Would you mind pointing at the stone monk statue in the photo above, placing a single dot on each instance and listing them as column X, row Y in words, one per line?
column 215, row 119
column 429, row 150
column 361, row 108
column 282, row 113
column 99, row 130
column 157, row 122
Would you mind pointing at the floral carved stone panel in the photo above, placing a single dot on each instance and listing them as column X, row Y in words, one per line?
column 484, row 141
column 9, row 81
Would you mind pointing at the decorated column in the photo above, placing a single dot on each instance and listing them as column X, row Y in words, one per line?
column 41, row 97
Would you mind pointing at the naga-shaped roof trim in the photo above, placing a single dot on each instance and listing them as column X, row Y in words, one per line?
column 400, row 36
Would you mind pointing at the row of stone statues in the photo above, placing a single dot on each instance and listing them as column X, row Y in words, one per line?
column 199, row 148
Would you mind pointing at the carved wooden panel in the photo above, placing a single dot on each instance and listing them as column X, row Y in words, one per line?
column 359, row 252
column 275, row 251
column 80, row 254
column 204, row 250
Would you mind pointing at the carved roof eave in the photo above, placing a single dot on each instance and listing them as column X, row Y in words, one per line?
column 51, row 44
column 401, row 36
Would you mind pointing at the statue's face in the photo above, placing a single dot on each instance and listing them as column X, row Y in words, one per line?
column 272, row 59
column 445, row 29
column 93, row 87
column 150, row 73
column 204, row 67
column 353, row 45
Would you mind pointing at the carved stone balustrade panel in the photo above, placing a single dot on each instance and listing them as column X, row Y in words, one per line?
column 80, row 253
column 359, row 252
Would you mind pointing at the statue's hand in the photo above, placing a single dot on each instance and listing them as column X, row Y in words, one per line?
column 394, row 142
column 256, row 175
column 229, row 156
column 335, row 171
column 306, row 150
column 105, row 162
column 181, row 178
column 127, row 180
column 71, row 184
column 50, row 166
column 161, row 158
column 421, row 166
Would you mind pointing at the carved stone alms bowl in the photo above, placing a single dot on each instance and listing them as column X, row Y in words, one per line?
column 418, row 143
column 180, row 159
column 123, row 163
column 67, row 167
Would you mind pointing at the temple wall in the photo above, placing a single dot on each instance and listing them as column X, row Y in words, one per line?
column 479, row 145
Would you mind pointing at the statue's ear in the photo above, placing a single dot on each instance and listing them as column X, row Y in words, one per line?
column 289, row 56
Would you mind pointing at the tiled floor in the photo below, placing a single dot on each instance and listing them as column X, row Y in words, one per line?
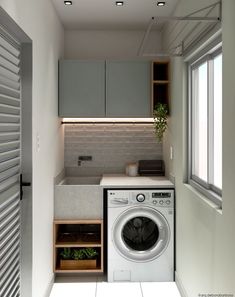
column 104, row 289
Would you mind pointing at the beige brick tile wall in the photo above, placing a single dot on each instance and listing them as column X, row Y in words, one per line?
column 111, row 146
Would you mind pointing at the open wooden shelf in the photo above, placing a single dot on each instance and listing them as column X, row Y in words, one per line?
column 160, row 83
column 78, row 234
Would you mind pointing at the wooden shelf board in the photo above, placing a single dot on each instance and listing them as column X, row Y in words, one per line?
column 161, row 81
column 74, row 244
column 77, row 271
column 78, row 222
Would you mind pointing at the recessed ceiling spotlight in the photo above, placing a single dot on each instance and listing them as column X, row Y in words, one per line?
column 161, row 3
column 119, row 3
column 68, row 2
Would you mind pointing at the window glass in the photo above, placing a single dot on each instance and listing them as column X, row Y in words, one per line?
column 205, row 135
column 217, row 178
column 200, row 122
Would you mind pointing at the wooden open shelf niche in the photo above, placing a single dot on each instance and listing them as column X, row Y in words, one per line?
column 78, row 234
column 160, row 83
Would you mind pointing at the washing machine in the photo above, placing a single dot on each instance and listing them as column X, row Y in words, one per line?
column 140, row 231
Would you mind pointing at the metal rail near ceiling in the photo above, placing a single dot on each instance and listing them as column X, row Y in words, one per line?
column 195, row 28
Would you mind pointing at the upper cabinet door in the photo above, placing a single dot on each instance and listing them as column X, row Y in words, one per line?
column 81, row 88
column 128, row 89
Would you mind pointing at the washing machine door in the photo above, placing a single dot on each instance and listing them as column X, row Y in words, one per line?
column 141, row 234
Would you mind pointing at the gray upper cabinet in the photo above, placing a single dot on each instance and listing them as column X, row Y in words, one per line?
column 81, row 88
column 104, row 89
column 127, row 89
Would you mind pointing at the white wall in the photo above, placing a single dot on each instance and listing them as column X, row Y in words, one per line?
column 205, row 241
column 107, row 44
column 40, row 22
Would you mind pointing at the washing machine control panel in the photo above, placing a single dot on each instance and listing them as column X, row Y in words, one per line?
column 155, row 198
column 140, row 197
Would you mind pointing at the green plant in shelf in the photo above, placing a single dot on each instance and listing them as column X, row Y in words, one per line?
column 66, row 254
column 160, row 120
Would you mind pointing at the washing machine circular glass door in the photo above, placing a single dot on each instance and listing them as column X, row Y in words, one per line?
column 141, row 234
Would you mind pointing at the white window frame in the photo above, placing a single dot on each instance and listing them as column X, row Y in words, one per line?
column 209, row 190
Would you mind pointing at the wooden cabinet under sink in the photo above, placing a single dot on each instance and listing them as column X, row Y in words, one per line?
column 77, row 235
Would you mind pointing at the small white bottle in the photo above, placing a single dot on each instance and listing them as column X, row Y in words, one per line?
column 132, row 169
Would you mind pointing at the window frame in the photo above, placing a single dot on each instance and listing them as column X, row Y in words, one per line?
column 206, row 188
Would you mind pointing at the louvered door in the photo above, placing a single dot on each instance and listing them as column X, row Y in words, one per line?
column 10, row 165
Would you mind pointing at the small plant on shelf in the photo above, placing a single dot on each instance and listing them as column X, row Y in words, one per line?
column 160, row 120
column 83, row 258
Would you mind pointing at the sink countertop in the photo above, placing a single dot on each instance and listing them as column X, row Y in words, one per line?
column 137, row 181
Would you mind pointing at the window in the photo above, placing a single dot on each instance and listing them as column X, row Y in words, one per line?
column 205, row 122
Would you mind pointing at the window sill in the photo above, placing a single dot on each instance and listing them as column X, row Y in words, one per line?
column 204, row 198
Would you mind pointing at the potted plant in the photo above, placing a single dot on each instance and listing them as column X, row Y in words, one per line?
column 160, row 120
column 72, row 259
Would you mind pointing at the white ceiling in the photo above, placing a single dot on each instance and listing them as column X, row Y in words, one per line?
column 104, row 14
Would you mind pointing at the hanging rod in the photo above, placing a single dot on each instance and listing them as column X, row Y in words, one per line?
column 189, row 17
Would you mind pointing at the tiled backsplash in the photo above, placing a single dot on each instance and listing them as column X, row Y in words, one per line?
column 111, row 146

> _WHAT TO WORK ON_: Quote the data above in full and without alteration; skip the pictures.

> _EXPECTED ANSWER_:
Would you mind pointing at the stone monk statue in the photo above, placing a single dot on each instance and listing them as column X, row Y in words, one per line?
column 215, row 119
column 429, row 150
column 361, row 108
column 282, row 113
column 99, row 130
column 157, row 122
Would you mind pointing at the floral carved stone panel in the photo above, placing a single dot on each instance and listing them as column X, row Y in words, one per line?
column 484, row 141
column 9, row 81
Would you mind pointing at the decorated column in the photo above, placing a single dot on each instance and listing them as column X, row Y in words, one per line?
column 41, row 97
Would you mind pointing at the naga-shaped roof trim in the photo above, placing a single dot on each instance and listing them as column X, row Y in words, one per line?
column 400, row 36
Would you mind pointing at the row of stone statues in the photo above, placing a single dot on each instance and listing them as column X, row Y in words, one per line?
column 199, row 148
Would you mind pointing at the carved wooden panel in the photo above, placing a single dot on each instance and listing them as column X, row Y in words, one per line?
column 359, row 252
column 275, row 251
column 80, row 254
column 204, row 250
Would you mind pointing at the carved roof eave in the photo above, placing a single dot on each instance and listing them as column X, row Y in words, one per line?
column 51, row 44
column 401, row 36
Would you mind pointing at the statue's face in the photo above, placing a single dot on each instance and listing them as column X, row Y in words, one per line?
column 272, row 59
column 445, row 29
column 93, row 87
column 150, row 73
column 204, row 67
column 353, row 45
Would you mind pointing at the carved stone balustrade panel in the photo above, placing a single dot on each instance and listing them as column X, row Y in words, one per line?
column 80, row 253
column 359, row 252
Would you mind pointing at the statue's hand in the photo above, placing a single dot on each instance and listing them as column X, row Y in words, one per line?
column 394, row 142
column 256, row 175
column 229, row 156
column 335, row 171
column 306, row 150
column 105, row 162
column 181, row 178
column 127, row 180
column 71, row 184
column 50, row 166
column 161, row 158
column 421, row 166
Would you mind pointing at the carved stone alms bowl in the photo above, placing a single dot on each instance and listing them as column X, row Y in words, one per line?
column 418, row 143
column 180, row 159
column 123, row 163
column 67, row 167
Would you mind pointing at the temple wall in the photo above, placing a single dot on each instance and listing them as column X, row Y in words, one per line?
column 479, row 145
Would you mind pointing at the statue's ear in the photo above, placing a single dot on each instance and listing them as column X, row Y in words, one per line?
column 289, row 56
Would you mind pointing at the tiled floor in the photo below, placing a single dot on each instance and listing them as column X, row Y in words, one per line?
column 104, row 289
Would you mind pointing at the beige brick tile wall in the photo above, placing a single dot on each instance and listing them as column X, row Y in words, one per line?
column 111, row 146
Would you mind pointing at the open wooden shelf in the photo above, placing a single dot on each instance and listing them as column X, row Y in words, one per line?
column 160, row 83
column 78, row 234
Would you mind pointing at the wooden shelf board in the photo above, placing a single dot on each instance and listing them as column X, row Y in words, one per line?
column 161, row 81
column 74, row 244
column 77, row 271
column 78, row 222
Would you mind pointing at the recessed ceiling spotlight in the photo above, placing a single dot on each instance and listing them as column X, row Y in words, one per line?
column 161, row 3
column 119, row 3
column 68, row 2
Would you mind pointing at the window glass in the photo above, placing a single dot on each instance and listing them as column X, row Y in words, one per line?
column 205, row 135
column 217, row 178
column 200, row 122
Would you mind pointing at the wooden open shelf niche in the photo above, placing a single dot on each instance and listing them as column X, row Y in words, one per line?
column 78, row 234
column 160, row 83
Would you mind pointing at the washing machine in the photo above, placing a single dot on each instance and listing them as column X, row Y in words, one per line?
column 140, row 231
Would you mind pointing at the metal rail near ceiling in the photo above, placing a single dot on each instance and listing them as column X, row Y in words, one per line?
column 195, row 28
Would you mind pointing at the upper cabinet door in the photo above, placing a single dot on each instance and listing them as column X, row Y in words, one per line?
column 81, row 88
column 128, row 89
Would you mind pointing at the washing machine door in the photo above, placing a single dot on each instance and listing them as column X, row Y in words, one per line?
column 141, row 234
Would you mind pointing at the gray upper cabinet in the photo above, placing a single dot on each instance and listing them as column X, row Y in words, one per line?
column 81, row 88
column 104, row 89
column 127, row 89
Would you mind pointing at the white wall in the photo above, placing a single dot on each instance and listing them as column X, row Y in words, one per line?
column 205, row 241
column 107, row 44
column 40, row 22
Would you mind pointing at the washing machine control panel in the photo above, placing a single dot on each instance and listing them as column X, row Y in words, one per line?
column 155, row 198
column 140, row 197
Would you mind pointing at the green plant in shelf in the photo above, placing a single dot on each instance and listing them as column X, row Y in words, one per line?
column 66, row 254
column 160, row 120
Would you mind pointing at the washing machine circular glass door in the photo above, placing a single dot on each instance and listing them as column X, row Y in words, one per line?
column 141, row 234
Would you mind pointing at the white window frame in the photo above, placing a single dot on each instance and listing them as column X, row Y in words, one per line?
column 209, row 190
Would you mind pointing at the wooden cabinet under sink in the photo above, placing a single dot on each instance and listing them as column X, row Y in words, one per line?
column 77, row 235
Would you mind pointing at the small white bottle in the photo above, placing a single dot on each instance and listing them as column X, row Y in words, one per line?
column 132, row 169
Would you mind pointing at the window frame in the photo above, placing a single dot on each instance and listing them as column X, row Y in words, one per line?
column 206, row 188
Would you mind pointing at the louvered door in the photo above, placing a single dot on each instance and listing them as column X, row Y in words, one per line?
column 10, row 165
Would you mind pointing at the small plant on shelf in the photo above, placing a single dot on each instance and listing them as column X, row Y in words, one per line?
column 160, row 120
column 83, row 258
Would you mind pointing at the sink countertop in the photo above, placing a single dot on each instance and listing them as column X, row Y in words, one per line?
column 137, row 181
Would you mind pointing at the window in the photo above, placing a single dot on each instance and listing them as column X, row Y in words, one per line?
column 205, row 122
Would you mind pointing at the window sill in the photo above, placing a single dot on each instance and listing them as column X, row Y in words, one per line?
column 204, row 198
Would you mind pointing at the potted plant in the photo above, placing a single dot on each instance and listing them as column X, row Y in words, one per line?
column 160, row 120
column 72, row 259
Would you mind pointing at the white ceiling in the photo above, placing a single dot on each instance and listing them as column X, row Y in words, one per line?
column 104, row 14
Would you mind pointing at the hanging rod in the photo above, placing a single dot on each instance and listing them as column X, row Y in words, one per line?
column 189, row 17
Would you mind pointing at the tiled backsplash in the photo above, placing a single dot on each instance and listing them as column X, row Y in words, one per line?
column 111, row 146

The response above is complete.